→ To do: Find the line with "Indicate the dry" in the entries below, then reproduce it and every line after it down to and including the line with "Indicate the low", exactly.

━━━━━━━━━━━━━━━━

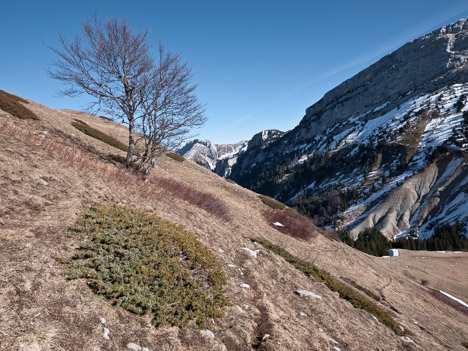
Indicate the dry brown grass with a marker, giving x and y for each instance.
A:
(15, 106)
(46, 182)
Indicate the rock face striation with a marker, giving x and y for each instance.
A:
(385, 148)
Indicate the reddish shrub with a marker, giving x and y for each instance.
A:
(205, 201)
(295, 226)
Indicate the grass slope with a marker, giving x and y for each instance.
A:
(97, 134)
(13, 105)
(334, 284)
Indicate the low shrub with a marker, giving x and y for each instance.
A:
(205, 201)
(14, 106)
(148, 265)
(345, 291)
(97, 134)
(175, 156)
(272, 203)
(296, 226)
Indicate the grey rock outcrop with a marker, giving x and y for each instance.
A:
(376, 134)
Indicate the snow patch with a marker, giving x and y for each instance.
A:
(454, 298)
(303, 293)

━━━━━━━━━━━━━━━━

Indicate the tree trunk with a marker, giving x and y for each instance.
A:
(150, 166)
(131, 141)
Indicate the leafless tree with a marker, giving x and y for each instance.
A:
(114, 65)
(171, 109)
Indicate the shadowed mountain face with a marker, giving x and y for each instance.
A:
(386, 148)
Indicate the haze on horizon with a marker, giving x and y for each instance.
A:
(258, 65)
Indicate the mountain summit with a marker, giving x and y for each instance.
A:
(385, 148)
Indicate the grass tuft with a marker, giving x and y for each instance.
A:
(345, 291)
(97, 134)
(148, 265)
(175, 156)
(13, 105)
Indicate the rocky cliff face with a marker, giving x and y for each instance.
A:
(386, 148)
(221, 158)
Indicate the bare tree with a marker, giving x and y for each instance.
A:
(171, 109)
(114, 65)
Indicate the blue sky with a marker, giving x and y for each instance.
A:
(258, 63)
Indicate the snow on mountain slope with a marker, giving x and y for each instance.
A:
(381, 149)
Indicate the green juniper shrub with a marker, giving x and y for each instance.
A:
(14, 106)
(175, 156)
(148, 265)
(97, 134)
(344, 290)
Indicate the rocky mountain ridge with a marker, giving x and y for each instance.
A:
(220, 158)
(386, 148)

━━━━━━━━━━━━━━━━

→ Task result:
Indicate the dry brown grass with a marker, giving x and y for each instance.
A:
(15, 106)
(46, 182)
Indicate the rock face striation with a marker, giving x and y for each instance.
A:
(385, 148)
Indicate the reddish shrub with a marker, giving x and y for each instance.
A:
(205, 201)
(295, 226)
Indicate the grass slope with a marker, giving x and y for each instance.
A:
(97, 134)
(13, 105)
(334, 284)
Indicate the low shrub with a marker, giving x and y for each instance.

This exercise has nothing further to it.